═══ Entries

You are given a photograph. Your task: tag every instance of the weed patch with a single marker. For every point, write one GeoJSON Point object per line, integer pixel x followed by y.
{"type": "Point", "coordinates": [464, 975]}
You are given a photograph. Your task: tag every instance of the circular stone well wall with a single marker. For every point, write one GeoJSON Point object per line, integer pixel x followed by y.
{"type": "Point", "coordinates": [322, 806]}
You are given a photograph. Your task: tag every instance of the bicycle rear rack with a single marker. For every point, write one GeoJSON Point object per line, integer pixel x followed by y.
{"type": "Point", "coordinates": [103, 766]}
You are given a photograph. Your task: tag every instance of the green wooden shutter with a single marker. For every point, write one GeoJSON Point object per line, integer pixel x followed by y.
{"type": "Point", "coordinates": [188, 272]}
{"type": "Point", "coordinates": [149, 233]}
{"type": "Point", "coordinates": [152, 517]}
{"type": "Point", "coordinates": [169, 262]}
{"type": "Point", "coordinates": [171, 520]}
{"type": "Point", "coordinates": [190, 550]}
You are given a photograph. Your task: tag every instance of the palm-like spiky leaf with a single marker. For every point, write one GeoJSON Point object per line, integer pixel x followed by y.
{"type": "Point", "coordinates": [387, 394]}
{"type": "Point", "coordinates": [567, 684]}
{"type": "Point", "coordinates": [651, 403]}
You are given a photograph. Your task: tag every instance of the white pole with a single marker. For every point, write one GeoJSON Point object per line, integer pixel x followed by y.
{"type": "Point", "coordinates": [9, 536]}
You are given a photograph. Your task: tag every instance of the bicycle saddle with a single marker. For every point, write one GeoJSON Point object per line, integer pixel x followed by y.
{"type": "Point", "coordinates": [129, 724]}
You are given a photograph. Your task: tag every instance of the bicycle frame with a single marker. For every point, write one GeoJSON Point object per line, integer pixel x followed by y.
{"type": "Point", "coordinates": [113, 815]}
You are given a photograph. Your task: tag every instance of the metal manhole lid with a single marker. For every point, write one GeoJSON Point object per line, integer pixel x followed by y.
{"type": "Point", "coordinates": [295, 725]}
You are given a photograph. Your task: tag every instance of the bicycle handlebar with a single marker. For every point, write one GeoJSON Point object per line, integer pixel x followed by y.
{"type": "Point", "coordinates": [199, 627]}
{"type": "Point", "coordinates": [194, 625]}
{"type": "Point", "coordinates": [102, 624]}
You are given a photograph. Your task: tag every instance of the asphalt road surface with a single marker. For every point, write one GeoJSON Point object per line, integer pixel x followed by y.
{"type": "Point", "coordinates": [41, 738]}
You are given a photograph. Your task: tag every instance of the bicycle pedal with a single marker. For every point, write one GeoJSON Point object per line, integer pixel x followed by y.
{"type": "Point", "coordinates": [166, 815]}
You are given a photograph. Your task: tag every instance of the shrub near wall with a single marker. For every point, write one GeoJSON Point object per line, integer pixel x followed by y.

══════

# [Set problem]
Print every row above again, word for word and in the same order.

# [Solution for this problem]
You are given a photograph. Your task: tag every instance of the weed patch with a single marker. For every point, write one GeoJSON Point object per line, integer pixel x followed by y.
{"type": "Point", "coordinates": [464, 975]}
You are given a photograph. Your task: tag every instance of the circular stone well wall with a single marker. For every point, write one GeoJSON Point object per line, integer pixel x followed by y.
{"type": "Point", "coordinates": [322, 806]}
You are given a photograph. Your task: tag every instance of the bicycle rear rack with a single marker. For every point, write one GeoJSON Point object per line, integer pixel x followed by y.
{"type": "Point", "coordinates": [103, 766]}
You are given a photograph. Your task: tag every instance of the green wooden shutter with a single marker. For every point, write one GeoJSON Point object per line, integer pixel x followed by y.
{"type": "Point", "coordinates": [188, 272]}
{"type": "Point", "coordinates": [149, 233]}
{"type": "Point", "coordinates": [152, 517]}
{"type": "Point", "coordinates": [169, 262]}
{"type": "Point", "coordinates": [171, 520]}
{"type": "Point", "coordinates": [190, 550]}
You are given a photograph. Your task: tag every instance of the palm-like spiky leaf with a single marker. For every point, write one GeoJSON Point object per line, integer pixel x followed by y.
{"type": "Point", "coordinates": [387, 394]}
{"type": "Point", "coordinates": [567, 684]}
{"type": "Point", "coordinates": [651, 403]}
You are given a photograph. Your task: tag every instance of the white pole with a single marker. For every point, write one GeoJSON Point object per line, integer pixel x followed by y.
{"type": "Point", "coordinates": [9, 536]}
You are given a photograph. Your task: tag every instance of the bicycle saddle with a single marker. For every point, write one GeoJSON Point object per line, integer pixel x followed by y.
{"type": "Point", "coordinates": [129, 724]}
You are given a photograph. Your task: tag every instance of the bicycle frame with a single marker. For every point, write one GeoJSON Point object per line, integer pixel x followed by y.
{"type": "Point", "coordinates": [113, 815]}
You are given a photograph. Your task: tag every instance of the metal manhole lid with a single marker. For every point, write one GeoJSON Point object per line, integer pixel x followed by y.
{"type": "Point", "coordinates": [295, 725]}
You are given a photograph. Your task: tag every instance of the bicycle handlebar with a single marker. For every point, write one GeoJSON Point object per line, integer pixel x followed by y.
{"type": "Point", "coordinates": [199, 627]}
{"type": "Point", "coordinates": [194, 625]}
{"type": "Point", "coordinates": [102, 624]}
You are given a photograph. Your task: tag every instance of the asphalt road surface with a single marker. For every point, write one GeoJSON Point object per line, integer pixel x followed by y.
{"type": "Point", "coordinates": [41, 738]}
You are given a photograph. Your task: tag every instance of the bicycle pedal with a single marker. For every point, write one GeoJSON Point object per line, integer pixel x followed by y.
{"type": "Point", "coordinates": [166, 815]}
You are given a photograph. Your task: tag every instance of the shrub near wall with a single marker. For every point, write one GeoJSON Point object per line, integer pixel x followed by y.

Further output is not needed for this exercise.